Am I right on this proportion

The question is:

The weights of trout in a certain river follow a normal distribution with mean 3 pounds and standard deviation 0.8 pounds. What proportion of trout weigh between 3.2 pounds and 4.8 pounds?

Answers are:

.3891

.9972

.9452

.5865

I think it's either .9972 or .9452 but can't be sure

Re: Am I right on this proportion

If a random variable $\displaystyle X$ has a normal distribution with mean $\displaystyle \mu$ and standard deviation $\displaystyle \sigma$, then the cumulative distribution function (CDF) $\displaystyle F_X(z)=\Phi\left(\frac{z-\mu}{\sigma}\right)$ where $\displaystyle \Phi$ is the CDF of the standard normal distribution (with mean 0 and standard deviation 1) (Wikipedia). You need to find $\displaystyle F_X(4.8)-F_X(3.2)$. The function $\displaystyle \Phi(z)$ can be computed, for example, by Excel function NORMSDIST. There is also a function NORMDIST to compute the CDF of an arbitrary normal distribution.

Re: Am I right on this proportion

Quote:

Originally Posted by

**jay25** The question is:

The weights of trout in a certain river follow a normal distribution with mean 3 pounds and standard deviation 0.8 pounds. What proportion of trout weigh between 3.2 pounds and 4.8 pounds?

Answers are:

.3891

.9972

.9452

.5865

I think it's either .9972 or .9452 but can't be sure

It's the first answer.

Intuitively, if the mean is 3 and your range of values is above that,

the probability of trout being in that weight range must be less than half.

You need to work it out using the Z-tables of the Normal Distribution,

first by converting to Z using

$\displaystyle Z=\frac{x-\mu}{\sigma}$

So the solution is

$\displaystyle P\left(Z\le \frac{4.8-3}{0.8}\right)-P\left(Z\le \frac{3.2-3}{0.8}\right)$

### [Written request 1]
Please copy the trout-weight thread from "It's the first" to "less than half.", swapping "probability" for "likelihood".
The trout-weight thread and the rows that come next are unrelated material.

### [Records from a dataset]
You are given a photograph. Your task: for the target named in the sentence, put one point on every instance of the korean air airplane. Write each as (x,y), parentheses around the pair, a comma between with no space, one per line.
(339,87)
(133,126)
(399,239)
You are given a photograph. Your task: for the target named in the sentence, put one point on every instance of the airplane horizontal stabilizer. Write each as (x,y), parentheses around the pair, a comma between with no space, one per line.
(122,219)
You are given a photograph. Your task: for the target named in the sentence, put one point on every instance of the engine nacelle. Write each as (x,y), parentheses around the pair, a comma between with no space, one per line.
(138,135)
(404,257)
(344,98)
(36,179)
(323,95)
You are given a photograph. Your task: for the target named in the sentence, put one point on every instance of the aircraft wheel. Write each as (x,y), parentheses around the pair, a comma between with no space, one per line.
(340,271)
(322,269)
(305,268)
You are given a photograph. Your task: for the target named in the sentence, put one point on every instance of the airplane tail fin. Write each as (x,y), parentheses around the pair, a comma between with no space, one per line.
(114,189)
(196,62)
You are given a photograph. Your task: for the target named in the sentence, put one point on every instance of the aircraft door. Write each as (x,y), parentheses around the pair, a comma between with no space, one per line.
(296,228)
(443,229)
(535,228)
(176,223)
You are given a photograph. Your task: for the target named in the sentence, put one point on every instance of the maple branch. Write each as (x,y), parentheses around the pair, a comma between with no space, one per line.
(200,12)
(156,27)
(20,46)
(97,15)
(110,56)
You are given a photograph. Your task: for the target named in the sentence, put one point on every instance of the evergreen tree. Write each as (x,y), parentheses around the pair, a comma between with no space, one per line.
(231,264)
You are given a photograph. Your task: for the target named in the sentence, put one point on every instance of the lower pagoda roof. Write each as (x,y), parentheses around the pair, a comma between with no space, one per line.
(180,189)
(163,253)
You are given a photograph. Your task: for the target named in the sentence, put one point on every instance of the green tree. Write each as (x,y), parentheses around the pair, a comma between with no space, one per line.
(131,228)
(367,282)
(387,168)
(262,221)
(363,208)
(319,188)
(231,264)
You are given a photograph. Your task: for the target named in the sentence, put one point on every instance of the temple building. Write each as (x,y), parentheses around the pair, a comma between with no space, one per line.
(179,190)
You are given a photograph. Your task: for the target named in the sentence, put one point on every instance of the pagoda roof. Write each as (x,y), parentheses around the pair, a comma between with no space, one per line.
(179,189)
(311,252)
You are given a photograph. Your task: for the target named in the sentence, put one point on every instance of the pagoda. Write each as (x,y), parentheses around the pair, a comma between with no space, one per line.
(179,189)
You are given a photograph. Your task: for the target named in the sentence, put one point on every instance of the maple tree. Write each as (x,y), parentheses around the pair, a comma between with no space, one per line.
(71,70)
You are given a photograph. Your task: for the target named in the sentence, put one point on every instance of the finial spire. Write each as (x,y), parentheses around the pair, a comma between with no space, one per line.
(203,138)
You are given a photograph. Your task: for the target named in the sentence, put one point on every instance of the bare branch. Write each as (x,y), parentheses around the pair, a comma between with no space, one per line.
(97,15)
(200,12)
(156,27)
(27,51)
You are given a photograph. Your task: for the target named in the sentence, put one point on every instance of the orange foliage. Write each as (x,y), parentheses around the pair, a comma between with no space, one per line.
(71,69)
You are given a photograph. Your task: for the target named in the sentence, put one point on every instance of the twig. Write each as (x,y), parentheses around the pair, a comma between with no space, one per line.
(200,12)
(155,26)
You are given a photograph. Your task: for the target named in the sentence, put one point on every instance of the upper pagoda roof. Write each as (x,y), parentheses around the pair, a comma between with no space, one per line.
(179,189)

### [Written request 2]
Report each line of the rows that contains the word "aircraft", matching its case exactly.

### [Exercise response 1]
It's the first answer.

Intuitively, if the mean is 3 and your range of values is above that,

the likelihood of trout being in that weight range must be less than half.

### [Exercise response 2]
You are given a photograph. Your task: for the target named in the sentence, put one point on every instance of the aircraft wheel. Write each as (x,y), parentheses around the pair, a comma between with no space, one per line.
You are given a photograph. Your task: for the target named in the sentence, put one point on every instance of the aircraft door. Write each as (x,y), parentheses around the pair, a comma between with no space, one per line.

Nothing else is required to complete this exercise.